## [Exercise details]
Repeat every line of the material below word for word, but leave the pictures out.

## [Task inputs]
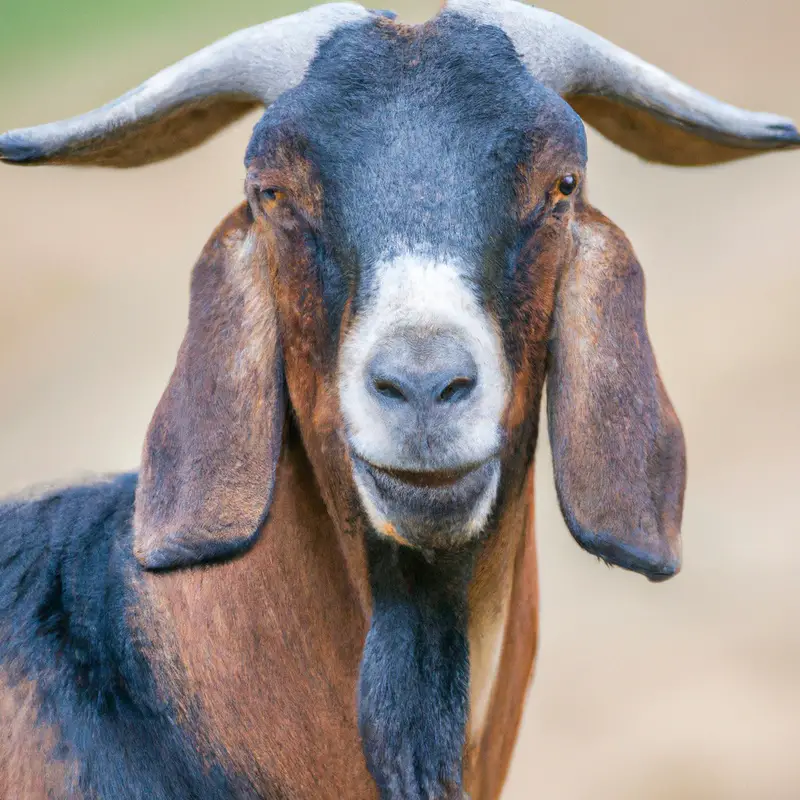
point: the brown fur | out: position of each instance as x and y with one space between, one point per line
618 448
210 453
270 645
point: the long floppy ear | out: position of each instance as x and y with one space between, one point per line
211 452
618 449
635 104
185 104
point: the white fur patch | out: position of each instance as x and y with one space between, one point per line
417 292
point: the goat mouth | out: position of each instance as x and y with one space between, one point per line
431 508
433 479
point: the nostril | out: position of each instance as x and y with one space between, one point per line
458 389
388 389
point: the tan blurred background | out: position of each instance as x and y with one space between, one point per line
684 691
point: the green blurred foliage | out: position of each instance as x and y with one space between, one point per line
36 30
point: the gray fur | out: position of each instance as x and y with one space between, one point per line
635 104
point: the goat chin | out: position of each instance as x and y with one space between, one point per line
428 510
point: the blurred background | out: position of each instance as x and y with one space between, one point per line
688 690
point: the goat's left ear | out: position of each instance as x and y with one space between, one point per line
210 457
618 449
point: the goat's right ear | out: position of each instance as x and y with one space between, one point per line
618 449
211 452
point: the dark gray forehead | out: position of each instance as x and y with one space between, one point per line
417 132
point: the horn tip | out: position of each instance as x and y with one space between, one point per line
19 149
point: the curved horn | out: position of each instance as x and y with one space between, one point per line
631 102
184 104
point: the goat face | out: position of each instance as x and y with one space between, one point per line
408 192
418 254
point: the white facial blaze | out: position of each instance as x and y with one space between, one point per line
417 293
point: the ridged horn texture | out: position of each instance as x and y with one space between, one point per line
636 105
186 103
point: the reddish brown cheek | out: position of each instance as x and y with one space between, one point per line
534 297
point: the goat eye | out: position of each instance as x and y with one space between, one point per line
567 184
269 194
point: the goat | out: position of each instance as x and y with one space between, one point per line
322 580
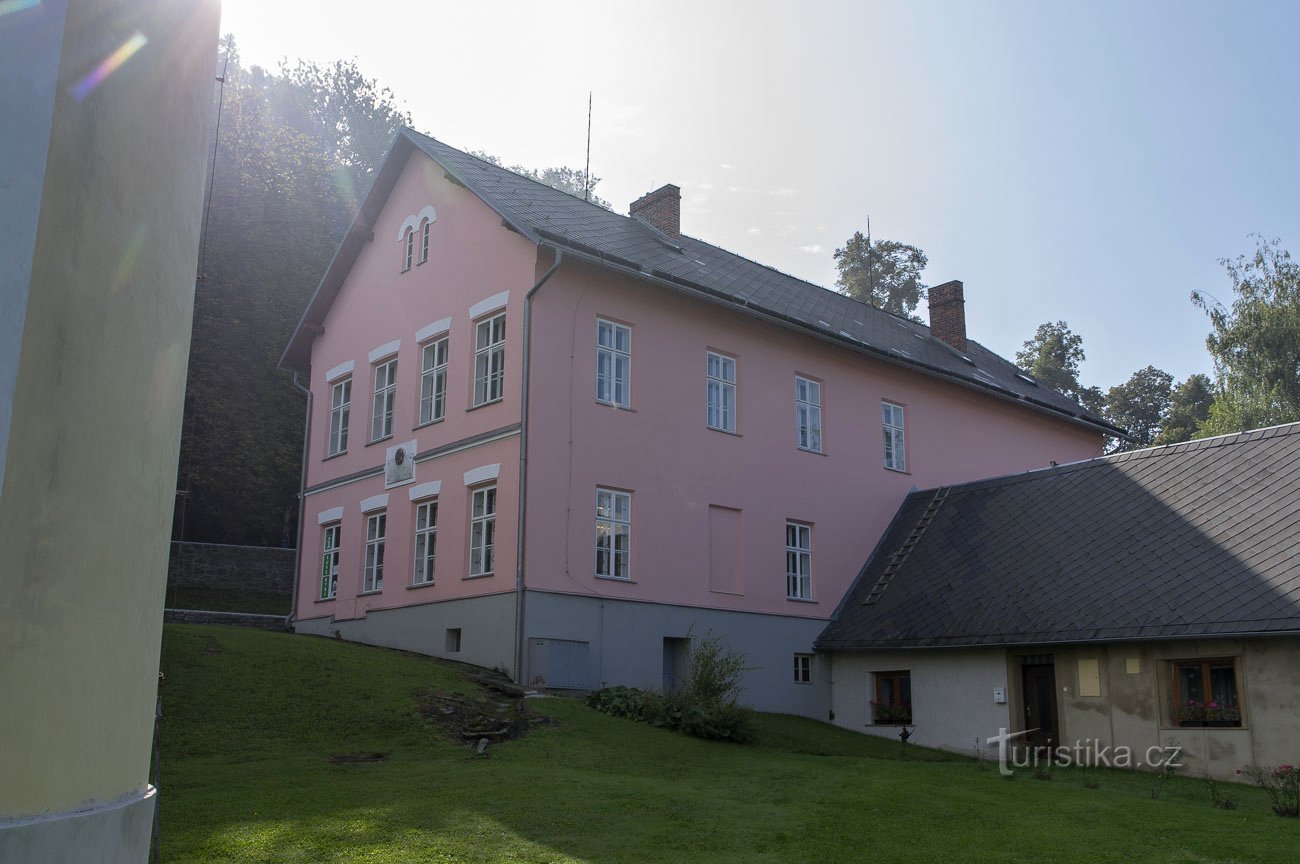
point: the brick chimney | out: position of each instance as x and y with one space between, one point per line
948 313
661 208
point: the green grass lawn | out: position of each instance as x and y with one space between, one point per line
251 719
219 600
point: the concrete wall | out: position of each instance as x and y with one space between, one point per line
1135 708
91 454
486 628
627 645
952 694
232 568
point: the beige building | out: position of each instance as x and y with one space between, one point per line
102 174
1109 609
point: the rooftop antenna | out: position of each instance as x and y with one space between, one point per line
586 172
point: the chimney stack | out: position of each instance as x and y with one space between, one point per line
948 313
661 208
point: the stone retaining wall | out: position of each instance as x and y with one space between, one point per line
232 568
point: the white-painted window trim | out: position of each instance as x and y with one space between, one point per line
489 359
433 381
612 363
807 413
612 533
385 351
430 330
339 370
425 542
384 399
330 537
893 425
482 474
802 668
375 503
339 416
482 530
798 560
376 528
489 304
424 490
720 402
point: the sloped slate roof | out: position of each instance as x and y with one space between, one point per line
549 216
1191 539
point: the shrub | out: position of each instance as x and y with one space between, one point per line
1282 784
707 704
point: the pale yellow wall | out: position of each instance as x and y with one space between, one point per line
90 470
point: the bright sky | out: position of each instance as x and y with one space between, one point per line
1088 161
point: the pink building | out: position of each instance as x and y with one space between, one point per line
560 441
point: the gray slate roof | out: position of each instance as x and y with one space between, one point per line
551 217
1191 539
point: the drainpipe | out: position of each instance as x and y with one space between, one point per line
302 500
523 468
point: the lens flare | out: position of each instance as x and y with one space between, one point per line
109 65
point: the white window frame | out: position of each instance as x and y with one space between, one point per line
433 380
798 560
339 416
893 424
425 542
372 567
720 400
612 521
330 541
489 360
802 668
612 364
482 530
384 399
807 413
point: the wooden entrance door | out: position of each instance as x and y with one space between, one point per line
1039 693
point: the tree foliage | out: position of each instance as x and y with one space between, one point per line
1188 408
1053 356
566 179
1139 406
1256 342
882 273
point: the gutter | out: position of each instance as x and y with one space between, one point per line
523 465
302 500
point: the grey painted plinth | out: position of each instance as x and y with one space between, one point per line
115 833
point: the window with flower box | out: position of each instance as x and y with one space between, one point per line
1205 693
892 706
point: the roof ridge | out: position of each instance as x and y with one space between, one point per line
1129 455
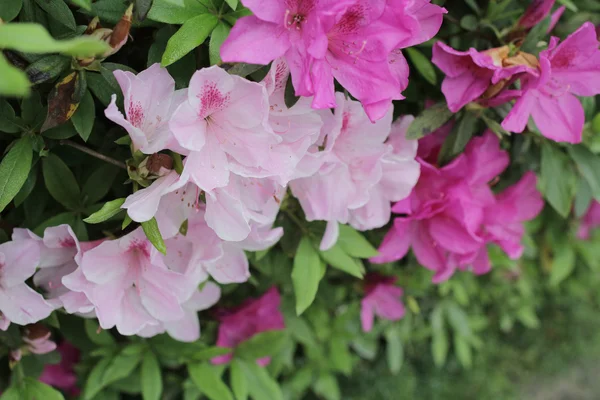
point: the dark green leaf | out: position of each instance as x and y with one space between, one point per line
153 234
557 181
238 382
337 258
9 9
422 64
306 275
191 35
83 119
61 182
108 210
217 37
209 382
429 121
151 377
14 170
355 244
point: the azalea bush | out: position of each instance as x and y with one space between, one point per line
271 200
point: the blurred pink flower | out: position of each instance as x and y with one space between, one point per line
382 299
254 316
567 70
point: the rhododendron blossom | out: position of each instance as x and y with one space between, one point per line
452 213
360 175
382 298
351 41
568 69
252 317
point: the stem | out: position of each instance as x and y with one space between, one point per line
93 153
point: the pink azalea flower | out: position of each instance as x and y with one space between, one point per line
62 375
452 213
130 285
149 100
361 174
254 316
469 74
382 298
569 69
349 40
590 220
187 329
223 124
18 302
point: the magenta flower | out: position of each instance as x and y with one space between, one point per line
252 317
590 220
382 298
62 375
569 69
18 302
452 213
348 40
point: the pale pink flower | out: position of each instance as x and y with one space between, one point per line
149 100
567 70
254 316
382 298
18 302
130 285
223 124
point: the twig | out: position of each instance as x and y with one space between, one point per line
93 153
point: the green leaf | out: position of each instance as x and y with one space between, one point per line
557 181
9 9
394 349
217 37
191 35
260 384
337 258
209 382
327 387
261 345
588 165
98 336
176 11
422 64
99 183
232 3
458 138
355 244
306 275
14 82
563 263
85 4
34 38
83 119
535 36
238 381
61 182
463 351
429 121
108 210
14 170
59 11
152 386
153 234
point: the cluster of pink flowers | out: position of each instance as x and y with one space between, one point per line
452 213
357 42
549 84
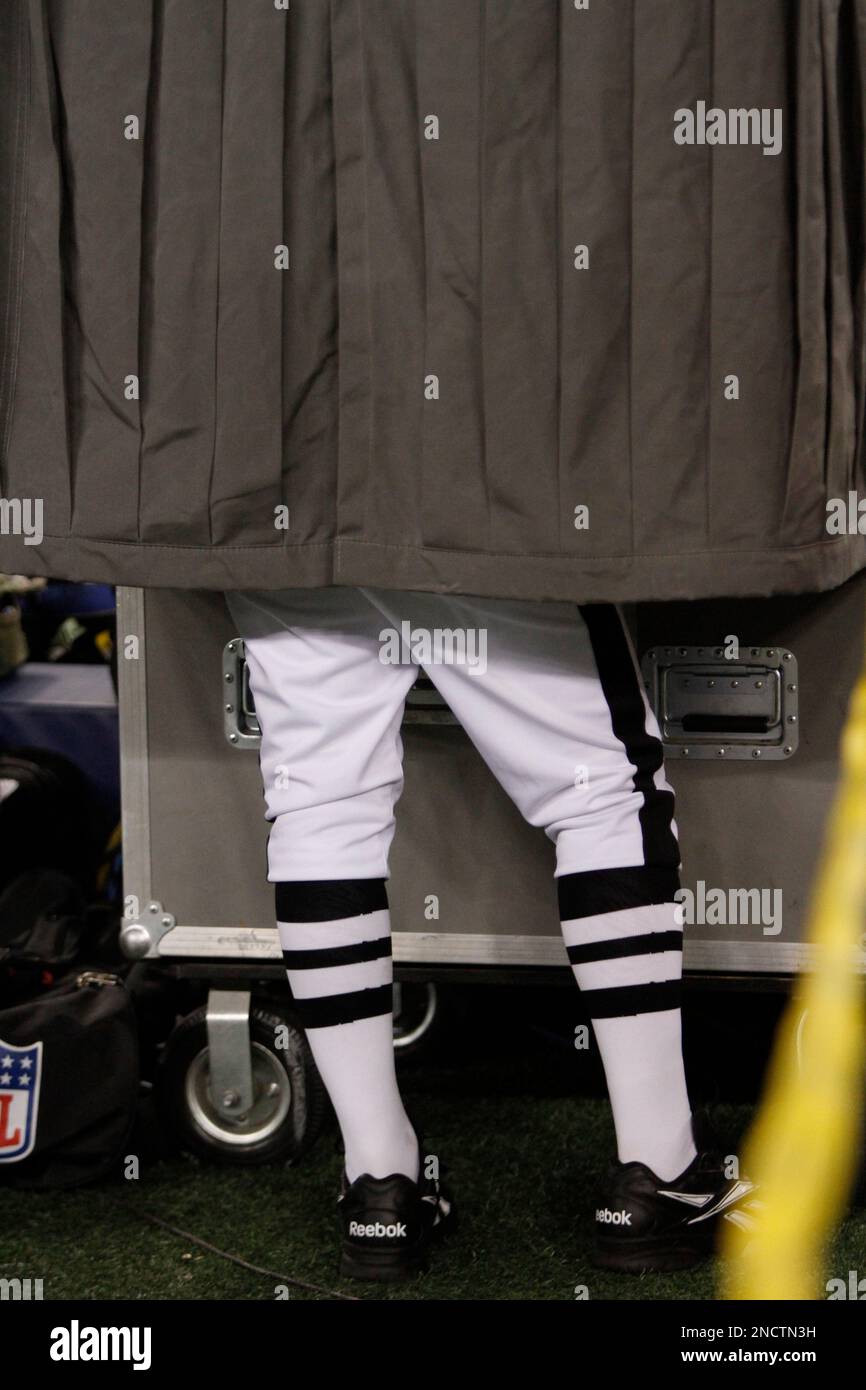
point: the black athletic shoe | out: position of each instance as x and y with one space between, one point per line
389 1225
647 1225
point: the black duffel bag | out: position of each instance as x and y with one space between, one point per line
68 1083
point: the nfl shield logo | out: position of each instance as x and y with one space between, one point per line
20 1075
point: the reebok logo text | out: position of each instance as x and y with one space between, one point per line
377 1229
609 1218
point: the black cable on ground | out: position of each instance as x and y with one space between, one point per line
235 1260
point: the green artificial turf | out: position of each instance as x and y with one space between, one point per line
512 1109
523 1171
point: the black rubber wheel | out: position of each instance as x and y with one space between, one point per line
416 1009
288 1097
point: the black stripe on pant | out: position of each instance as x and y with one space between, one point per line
622 687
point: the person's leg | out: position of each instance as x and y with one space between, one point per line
559 715
331 763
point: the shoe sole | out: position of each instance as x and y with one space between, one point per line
651 1257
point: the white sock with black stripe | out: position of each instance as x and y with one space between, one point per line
628 966
337 947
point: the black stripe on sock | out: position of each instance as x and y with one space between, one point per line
344 1008
633 998
328 900
622 687
615 950
325 957
613 890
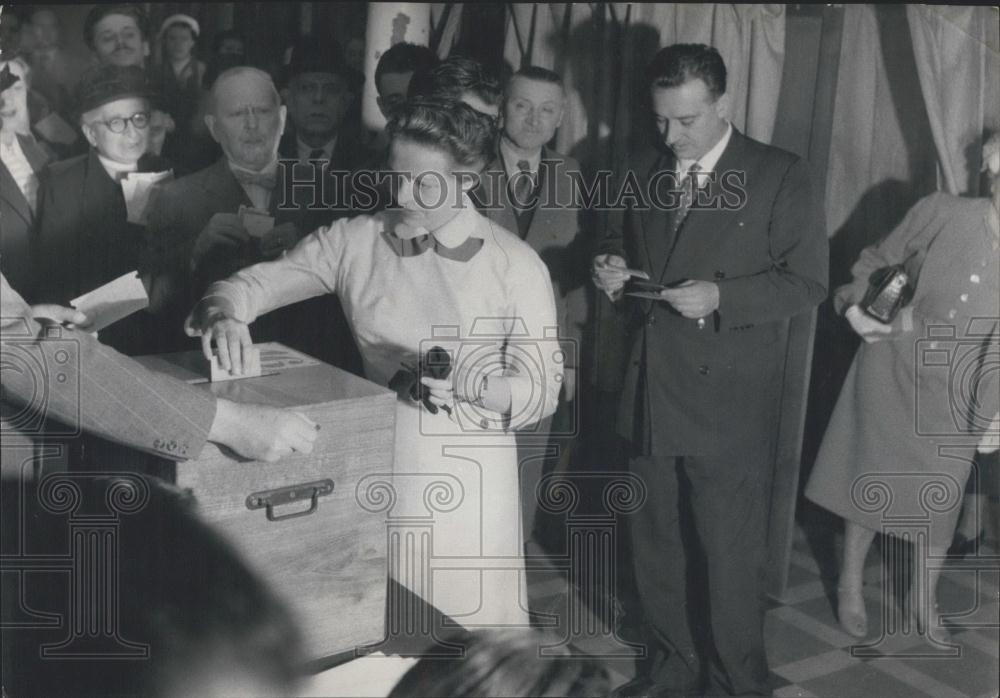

## [Reply]
point: the brown fur | out: position of each instance as x and y with one space between, one point per line
618 448
210 453
270 645
point: the long floppy ear | out: position of each instance as x and y with one space between, one point per line
211 452
618 449
635 104
185 104
point: the white fur patch | out: position of each instance as x and y with one space between, one point per line
417 292
point: the goat mouth | out: position of each instance as x and y with one space between, one point per line
431 508
433 479
point: the nostril | out: position of each instance as x and y with one space between, one point per line
458 389
388 389
point: the tan blurred background | out: position of each instance as x and y with one space between, one point per line
684 691
point: the green blurred foliage | out: position of each instance as x and y with one space between, one point per line
36 30
point: the gray fur | out: position of each instance as x and y with one space between, one point per line
635 104
point: the goat chin | out: position of each instance as x and y with one space between, one point per line
428 510
point: the blurred background | out: position of each instance as x and y with one space between, one point per line
688 690
point: the goat's left ear | out: position of each instance as x and y with one space between, one point per line
210 457
618 449
point: the goat's right ear | out: position of each instance as x and y with one space between, one point per line
618 449
211 452
point: the dark gray forehead | out: position of each instance as x and y with one space between, one point per line
417 132
point: the horn tip | out: position of each instance as x and y with one space between, one point per line
19 149
point: the curved horn | out: position of each instance as x and y with one space between, one point per line
631 102
184 104
point: the goat face | out: position of each instance as x and y with one space between, one point per line
408 192
418 254
point: the white facial blaze | out: position of each instance as x and y with one space between, one point per line
417 293
point: the ridged horn texture | out: position of each instance as x and y with one space between, one point per line
636 105
186 103
point: the reddish brown cheek | out: position of each instance as x and y with one space between, one point per line
534 297
point: the goat eye | out: position of each instance as x and y with one space between, one point per line
567 184
269 194
point: the goat | out: position of each instance as x and y with one space between, one point per line
322 580
point: the brick chimney | out: position of each instance as x and y with one space between, one point per line
948 313
661 208
point: the green grass lawn | out: position of each instance as x and y with one space between, one point per line
251 719
219 600
point: the concrete wall | out: position of each instance as x and y with one space between, one point per line
1135 708
91 454
486 628
627 645
952 694
232 568
point: the beige building | out: position of each instance as x and y with one space between, one point per line
102 174
1109 609
point: the rooftop antenna | out: position of each instance as x and y with one space between, one point per line
586 172
point: the chimney stack | out: position of each instance as x and y with one space between, one point per line
948 313
661 208
point: the stone retaining wall | out: position of each instance as x and y with one space between, one point per line
232 568
point: the white-painted window trim | out: position of each instance as x and y with one space between, one point per line
489 359
433 381
612 363
807 413
612 533
385 351
430 330
339 370
425 542
384 399
330 537
893 425
482 474
802 668
375 503
339 416
482 530
798 560
376 528
489 304
424 490
720 402
point: the sloped slate roof | out: position of each instance as x and y with one space between, one point per line
549 216
1191 539
point: the shrub | out: position of each instance as x and y with one space between, one point per line
1282 784
707 704
point: the pale yellow wall | out: position of each instance as x and y with one space between, one point per line
90 470
point: the bright sky | out: position of each instance as x and y with one space between, one point per line
1088 161
point: the pink building | out: position of each instance as x and y with one space between, one point per line
560 441
point: the gray slate roof | out: position of each instance as x and y with one space between, one point per line
551 217
1191 539
point: the drainpipe | out: position of each instance as x and y with one space between, one point per line
302 500
523 468
point: the lens flare | out: position of each instance as x and y with one space between, one point per line
109 65
point: the white window frame | out: position of each instance as x and y with one space between, one point per line
433 380
798 560
339 416
893 424
425 542
372 567
720 400
612 521
330 541
489 360
802 668
612 364
482 530
384 399
807 413
point: the wooden entrance door | out: position of each instance as x and y with one space between, one point per line
1039 693
point: the tree foliage | out: position of each instance as x and y with one space between, one point per line
1188 408
1053 356
566 179
1139 406
1256 342
882 273
point: the gutter | out: position of each instance as x and y with one space between, one point per line
523 465
302 500
point: the grey painted plinth | out: position of each instance as x and y with one space between, one point per line
115 833
point: the window with flower box | out: position of each instance as x and y with one space between, one point per line
1205 693
892 706
point: the roof ridge | out: position of each instance as x and y with one space between, one point per line
1129 455
point: the dark green leaf | out: position of each instance as x and y with one space between, one point per line
153 234
557 181
238 382
337 258
9 9
422 64
306 275
191 35
83 119
61 182
108 210
217 37
209 382
429 121
151 377
14 170
355 244
point: the azalea bush | out: position of each instance as x and y with one space between, one point per line
271 200
point: the blurred pink flower | out: position of each instance as x and y with one space between, one point per line
382 299
254 316
567 70
point: the rhododendron blossom | out: position of each instance as x and y with one space between, one point per line
452 213
360 175
382 298
351 41
568 69
252 317
point: the stem | out: position of each instance as x and y with one space between, one point per line
93 153
point: the pink azalea flower | out: position of each instance as x and y with one space between, one point per line
62 375
452 213
130 285
149 100
361 174
254 316
469 74
382 298
569 69
349 40
590 220
187 329
223 124
18 302
point: the magenta flower | out: position of each instance as x and y with one space between, one point per line
252 317
590 220
382 298
62 375
569 69
18 302
452 213
348 40
point: the pale pink flower | out: position of each instance as x and y with one space between, one point per line
149 100
567 70
254 316
382 298
18 302
130 285
223 124
point: the twig | out: position of each instance as x and y with one space between, one point per line
93 153
point: the green leaf | out: position of each instance as x and y with one space between, one point per line
557 181
9 9
394 349
217 37
191 35
260 384
337 258
209 382
327 387
261 345
588 165
98 336
176 11
422 64
99 183
232 3
458 138
355 244
306 275
14 82
563 263
85 4
34 38
83 119
535 36
238 381
61 182
463 351
429 121
108 210
14 170
59 11
152 386
153 234
point: the cluster of pink flowers | out: position of each instance as x and y with one space between, one point per line
452 213
357 42
549 84
point: the black athletic shoe | out: position of each instance as x and y with one space between, one point per line
389 1225
647 1225
point: the black duffel bag | out: position of each instance as x and y with one space between, one point per line
68 1083
point: the nfl shield logo | out: position of each instance as x and y with one space between, one point per line
20 1075
point: the reebok logo text | out: position of each instance as x and y with one space between, one point per line
377 1229
609 1218
point: the black cable on ground | out: position of each instance as x and y with one space between, one point per line
235 1260
point: the green artificial turf | out: position of each instance as x and y with one space between, one point per line
512 1109
523 1171
point: the black rubber wheel | out: position of each instance as x and y with one space between, one point per line
416 1009
288 1097
point: the black stripe on pant | out: position of each instance as x and y with one space between, one point per line
622 687
point: the person's leg | out: position of each instance as x and y with one space between, one point per line
559 715
331 763
point: the shoe sole | out: position of each instance as x and y with one space between, one point per line
651 1257
point: the white sock with black stripe | out: position of each instance as x and y with one space between, one point per line
628 966
337 947
point: the black stripe on sock | out: position of each instance as x and y with one space between, one point per line
344 1008
633 998
328 900
622 687
615 950
325 957
613 890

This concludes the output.